• [Texto extraído]

□ □ □ □ □ □ □

En marzo de 2015 se aprobó (con el único apoyo del Partido Popular) la 'prisión permanente revisable' en España. Consiste ésta en una condena de privación de libertad cuya finalización se encuentra supeditada a la efectiva reinserción del condenado. Está regulada en el Código Penal, que prevé la puesta en libertad cuando, transcurrido un periodo mínimo de tiempo, el tribunal considere acreditada, atendidas todas las circunstancias, la existencia de un pronóstico favorable de reinserción social (art. 92.1.c).

Esta excepcional condena sin término fijo de cumplimiento es comparable a otras penas similares de los países de nuestro entorno. Italia, Dinamarca, Alemania, Noruega y Bélgica, entre otros, tienen penas privativas de libertad que pueden extenderse ilimitadamente a juicio del tribunal. Reino Unido y Francia cuentan incluso con supuestos de cadena perpetua no revisable. Se trata siempre de castigar aquellos delitos más horrendos, que conmueven a la sociedad y que en otros países, como por ejemplo Estados Unidos, son castigados con pena de muerte.

En nuestro caso, el artículo 140 del Código Penal prevé la prisión permanente revisable para delitos de asesinato múltiple, de menores o incapaces, de violación seguida de asesinato o de asesinatos cometidos por bandas criminales.

□ □ □ □ □ □ □

• [Listado de datos]
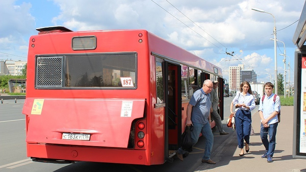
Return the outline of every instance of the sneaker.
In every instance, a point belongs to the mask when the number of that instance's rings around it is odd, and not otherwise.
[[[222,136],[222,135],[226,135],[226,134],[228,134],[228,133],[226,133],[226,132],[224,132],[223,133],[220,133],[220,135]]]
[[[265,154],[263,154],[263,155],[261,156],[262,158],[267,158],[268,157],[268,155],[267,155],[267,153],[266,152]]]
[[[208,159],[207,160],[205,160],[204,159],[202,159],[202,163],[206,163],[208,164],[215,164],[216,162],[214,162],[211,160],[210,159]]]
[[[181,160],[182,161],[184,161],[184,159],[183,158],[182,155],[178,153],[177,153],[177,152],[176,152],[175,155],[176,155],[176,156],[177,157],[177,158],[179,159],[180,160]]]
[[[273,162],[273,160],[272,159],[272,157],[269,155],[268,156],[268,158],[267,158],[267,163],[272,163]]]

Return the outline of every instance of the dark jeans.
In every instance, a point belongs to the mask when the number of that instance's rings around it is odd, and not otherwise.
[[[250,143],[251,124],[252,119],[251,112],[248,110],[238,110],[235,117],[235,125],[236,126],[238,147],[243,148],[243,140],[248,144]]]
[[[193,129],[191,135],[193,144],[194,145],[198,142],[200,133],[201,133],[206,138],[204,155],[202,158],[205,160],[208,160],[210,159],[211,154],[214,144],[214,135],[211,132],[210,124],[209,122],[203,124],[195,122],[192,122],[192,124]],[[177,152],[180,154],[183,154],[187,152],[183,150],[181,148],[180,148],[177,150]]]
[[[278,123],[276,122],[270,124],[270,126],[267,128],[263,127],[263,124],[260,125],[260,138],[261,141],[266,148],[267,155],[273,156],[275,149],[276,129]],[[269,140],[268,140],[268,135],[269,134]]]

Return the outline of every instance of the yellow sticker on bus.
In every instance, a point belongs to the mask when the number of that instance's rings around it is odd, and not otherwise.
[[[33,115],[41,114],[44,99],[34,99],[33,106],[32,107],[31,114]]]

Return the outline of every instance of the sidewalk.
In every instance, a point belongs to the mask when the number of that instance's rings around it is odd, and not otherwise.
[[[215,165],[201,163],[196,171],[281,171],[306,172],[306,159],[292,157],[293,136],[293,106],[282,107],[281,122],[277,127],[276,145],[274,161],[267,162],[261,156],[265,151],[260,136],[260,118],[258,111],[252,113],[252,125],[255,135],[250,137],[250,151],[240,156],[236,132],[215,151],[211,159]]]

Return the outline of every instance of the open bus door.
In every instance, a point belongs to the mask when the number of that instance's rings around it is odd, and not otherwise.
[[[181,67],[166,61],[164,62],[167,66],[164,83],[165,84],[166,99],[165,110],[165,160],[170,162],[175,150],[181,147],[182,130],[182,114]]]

□ □ □ □ □ □ □

• [Tarea 1]
Copia literalmente la parte del texto sobre la prisión permanente revisable que va de "Esta excepcional condena" a "pena de muerte.", ambos incluidos.
• [Tarea 2]
Sigue escribiendo el texto sobre la prisión permanente revisable a partir de su última frase.

• [Respuesta escrita 1]
Esta excepcional condena sin término fijo de cumplimiento es comparable a otras penas similares de los países de nuestro entorno. Italia, Dinamarca, Alemania, Noruega y Bélgica, entre otros, tienen penas privativas de libertad que pueden extenderse ilimitadamente a juicio del tribunal. Reino Unido y Francia cuentan incluso con supuestos de cadena perpetua no revisable. Se trata siempre de castigar aquellos delitos más horrendos, que conmueven a la sociedad y que en otros países, como por ejemplo Estados Unidos, son castigados con pena de muerte.

• [Respuesta escrita 2]
En España se ha aplicado en once ocasiones desde 2015, la más reciente, en el tristemente célebre caso del pequeño Gabriel. Sus detractores (la mayoría de los expertos) sostienen que esta modalidad de condena es incompatible con el propósito de reinserción que la Constitución (artículo 25.2) establece para todas las penas. Sin embargo, en mi modesta opinión, se puede sostener una argumentación diferente.

En la antigua Roma el delito era una fuente de obligaciones. Se entendía que, al igual que los contratos, los actos ilícitos generaban una deuda, generalmente pecuniaria, para el delincuente y a favor de la víctima. De esta manera, cuando alguien causaba un daño patrimonial estaba obligado a pagar su valor al propietario de la cosa.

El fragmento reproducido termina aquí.